Retype the entries below word for word, starting at the line that contains "Give the mask of every instance of the shrub" and ending at the line that contains "332 224 L 336", with both of those lines included.

[Dataset entries start]

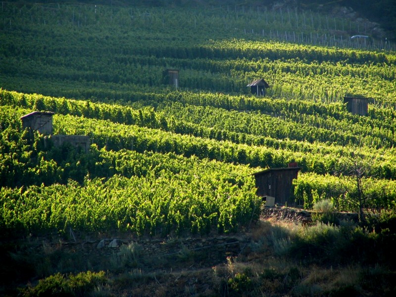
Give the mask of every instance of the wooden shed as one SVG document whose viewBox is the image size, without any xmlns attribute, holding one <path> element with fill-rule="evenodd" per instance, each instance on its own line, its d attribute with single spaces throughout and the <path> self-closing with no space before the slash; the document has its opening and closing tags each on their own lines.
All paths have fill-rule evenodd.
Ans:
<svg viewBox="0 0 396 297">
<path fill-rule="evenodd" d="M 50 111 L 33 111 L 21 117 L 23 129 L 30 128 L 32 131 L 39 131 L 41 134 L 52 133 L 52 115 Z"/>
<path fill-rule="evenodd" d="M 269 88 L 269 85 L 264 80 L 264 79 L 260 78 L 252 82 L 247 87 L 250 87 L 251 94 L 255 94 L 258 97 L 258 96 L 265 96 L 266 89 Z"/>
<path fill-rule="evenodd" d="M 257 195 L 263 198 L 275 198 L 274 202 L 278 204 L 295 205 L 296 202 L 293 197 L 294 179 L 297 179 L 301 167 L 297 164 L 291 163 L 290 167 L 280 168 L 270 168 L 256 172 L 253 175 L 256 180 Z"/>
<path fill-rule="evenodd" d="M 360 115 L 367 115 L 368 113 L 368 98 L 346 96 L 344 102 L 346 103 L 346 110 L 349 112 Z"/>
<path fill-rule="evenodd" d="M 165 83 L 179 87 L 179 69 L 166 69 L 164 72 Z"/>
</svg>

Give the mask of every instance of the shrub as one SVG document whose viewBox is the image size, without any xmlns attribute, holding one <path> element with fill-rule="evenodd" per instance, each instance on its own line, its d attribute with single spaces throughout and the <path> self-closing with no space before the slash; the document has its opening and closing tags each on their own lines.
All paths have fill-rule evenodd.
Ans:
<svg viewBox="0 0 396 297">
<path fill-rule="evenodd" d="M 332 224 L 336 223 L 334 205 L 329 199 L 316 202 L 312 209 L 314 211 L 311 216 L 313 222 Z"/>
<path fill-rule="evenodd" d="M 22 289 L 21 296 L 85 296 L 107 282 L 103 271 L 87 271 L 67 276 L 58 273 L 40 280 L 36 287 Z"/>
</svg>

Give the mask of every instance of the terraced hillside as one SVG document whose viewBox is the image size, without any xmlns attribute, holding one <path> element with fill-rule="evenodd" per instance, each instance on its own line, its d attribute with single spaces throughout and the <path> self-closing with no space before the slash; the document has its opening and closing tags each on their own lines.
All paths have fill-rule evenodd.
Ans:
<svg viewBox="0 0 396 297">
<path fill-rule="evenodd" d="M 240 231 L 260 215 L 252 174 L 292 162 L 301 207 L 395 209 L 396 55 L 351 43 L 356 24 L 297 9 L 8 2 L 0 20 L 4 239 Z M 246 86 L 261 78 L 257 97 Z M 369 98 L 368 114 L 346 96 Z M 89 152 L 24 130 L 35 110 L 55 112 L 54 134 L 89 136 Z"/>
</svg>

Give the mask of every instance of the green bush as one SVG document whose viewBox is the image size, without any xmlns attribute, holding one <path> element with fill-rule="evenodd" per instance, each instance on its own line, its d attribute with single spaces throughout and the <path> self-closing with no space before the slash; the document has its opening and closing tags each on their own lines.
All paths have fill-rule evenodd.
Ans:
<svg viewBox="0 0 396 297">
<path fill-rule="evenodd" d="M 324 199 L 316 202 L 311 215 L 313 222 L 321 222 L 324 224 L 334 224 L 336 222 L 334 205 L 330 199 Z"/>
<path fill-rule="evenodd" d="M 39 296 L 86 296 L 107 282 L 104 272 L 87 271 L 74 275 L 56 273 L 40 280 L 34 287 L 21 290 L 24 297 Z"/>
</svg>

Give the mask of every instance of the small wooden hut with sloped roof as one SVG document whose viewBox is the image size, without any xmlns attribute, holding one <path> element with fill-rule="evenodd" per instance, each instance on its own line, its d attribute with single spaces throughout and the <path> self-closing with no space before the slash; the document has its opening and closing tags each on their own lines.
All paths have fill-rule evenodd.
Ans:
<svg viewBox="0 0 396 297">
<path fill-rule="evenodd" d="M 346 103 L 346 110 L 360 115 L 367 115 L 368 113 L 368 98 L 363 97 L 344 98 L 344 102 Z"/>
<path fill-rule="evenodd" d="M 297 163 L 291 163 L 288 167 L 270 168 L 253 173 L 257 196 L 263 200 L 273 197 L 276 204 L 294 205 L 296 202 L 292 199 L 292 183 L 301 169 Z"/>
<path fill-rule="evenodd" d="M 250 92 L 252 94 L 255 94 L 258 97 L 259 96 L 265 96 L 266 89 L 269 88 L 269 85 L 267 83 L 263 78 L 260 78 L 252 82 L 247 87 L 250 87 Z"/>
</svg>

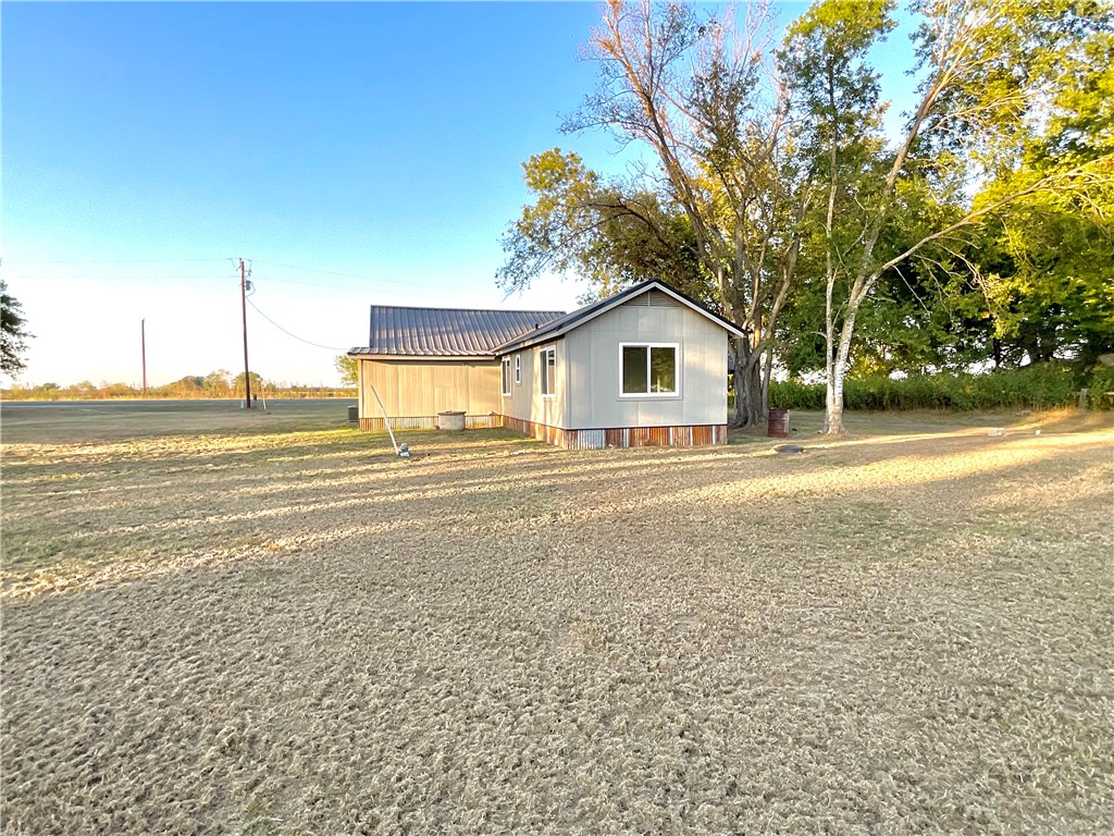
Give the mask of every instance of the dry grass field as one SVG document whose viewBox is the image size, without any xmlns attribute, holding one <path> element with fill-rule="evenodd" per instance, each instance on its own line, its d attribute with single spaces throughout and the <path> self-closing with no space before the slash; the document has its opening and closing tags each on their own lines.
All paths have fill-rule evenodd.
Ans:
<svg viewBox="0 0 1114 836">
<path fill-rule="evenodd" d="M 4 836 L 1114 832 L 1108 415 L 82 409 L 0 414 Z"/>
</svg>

[Dataset entries end]
[Dataset entries start]

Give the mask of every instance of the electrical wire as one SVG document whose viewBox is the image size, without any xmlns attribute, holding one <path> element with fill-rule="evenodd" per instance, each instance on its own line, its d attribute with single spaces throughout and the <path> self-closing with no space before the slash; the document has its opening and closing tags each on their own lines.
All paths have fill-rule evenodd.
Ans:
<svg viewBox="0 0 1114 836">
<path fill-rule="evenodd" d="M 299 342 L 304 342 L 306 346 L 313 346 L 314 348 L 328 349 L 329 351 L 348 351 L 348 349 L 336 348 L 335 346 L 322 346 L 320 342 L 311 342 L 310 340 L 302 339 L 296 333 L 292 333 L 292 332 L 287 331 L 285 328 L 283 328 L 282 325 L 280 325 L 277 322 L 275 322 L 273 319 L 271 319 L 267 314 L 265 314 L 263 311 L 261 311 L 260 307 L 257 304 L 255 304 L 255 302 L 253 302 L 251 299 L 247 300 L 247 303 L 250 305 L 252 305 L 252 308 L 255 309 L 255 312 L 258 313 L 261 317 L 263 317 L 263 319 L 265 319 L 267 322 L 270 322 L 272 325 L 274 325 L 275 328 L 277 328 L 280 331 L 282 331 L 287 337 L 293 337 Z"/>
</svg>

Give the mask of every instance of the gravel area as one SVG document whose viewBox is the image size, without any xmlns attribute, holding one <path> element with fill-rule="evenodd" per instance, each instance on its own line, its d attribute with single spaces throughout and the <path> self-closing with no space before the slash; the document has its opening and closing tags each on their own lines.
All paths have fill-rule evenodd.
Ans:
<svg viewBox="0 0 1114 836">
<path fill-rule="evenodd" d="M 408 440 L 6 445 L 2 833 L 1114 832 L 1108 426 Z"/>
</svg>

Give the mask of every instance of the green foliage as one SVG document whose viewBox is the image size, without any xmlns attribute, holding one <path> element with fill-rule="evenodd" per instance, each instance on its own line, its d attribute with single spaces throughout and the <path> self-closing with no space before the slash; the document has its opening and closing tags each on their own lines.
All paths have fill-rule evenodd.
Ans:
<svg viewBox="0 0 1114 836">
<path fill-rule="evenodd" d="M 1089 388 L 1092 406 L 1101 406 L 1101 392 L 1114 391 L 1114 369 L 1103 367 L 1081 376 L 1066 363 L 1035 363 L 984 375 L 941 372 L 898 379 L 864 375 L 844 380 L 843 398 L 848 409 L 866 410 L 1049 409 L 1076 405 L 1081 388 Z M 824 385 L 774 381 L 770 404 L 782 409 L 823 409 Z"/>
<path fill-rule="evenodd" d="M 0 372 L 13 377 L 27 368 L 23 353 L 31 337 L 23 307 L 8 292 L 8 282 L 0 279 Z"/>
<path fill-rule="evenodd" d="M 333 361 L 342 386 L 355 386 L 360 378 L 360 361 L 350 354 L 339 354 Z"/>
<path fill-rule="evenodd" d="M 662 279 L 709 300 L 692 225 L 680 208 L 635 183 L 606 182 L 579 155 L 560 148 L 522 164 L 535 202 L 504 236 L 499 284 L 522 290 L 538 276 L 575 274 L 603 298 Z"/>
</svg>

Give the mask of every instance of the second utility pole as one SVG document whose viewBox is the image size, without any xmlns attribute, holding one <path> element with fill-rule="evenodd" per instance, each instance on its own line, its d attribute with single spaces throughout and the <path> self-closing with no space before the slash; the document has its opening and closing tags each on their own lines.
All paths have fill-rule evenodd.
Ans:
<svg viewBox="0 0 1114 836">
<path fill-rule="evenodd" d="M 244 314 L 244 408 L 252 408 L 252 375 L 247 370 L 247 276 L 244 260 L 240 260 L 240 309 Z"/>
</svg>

[Dataset entries end]

● **Output of the exercise**:
Give the mask of every instance of the shrub as one SVG document whose viewBox is the image size, without any xmlns attribute, holding one <path> element with fill-rule="evenodd" per instance, each instance on its own line, its d attribute with single spaces throughout and the <path> self-closing with no space before the slash; the document has its opening and closing tags each on their own lines.
All paths have fill-rule evenodd.
Ans:
<svg viewBox="0 0 396 297">
<path fill-rule="evenodd" d="M 332 224 L 336 223 L 334 205 L 329 199 L 316 202 L 312 209 L 314 211 L 311 216 L 313 222 Z"/>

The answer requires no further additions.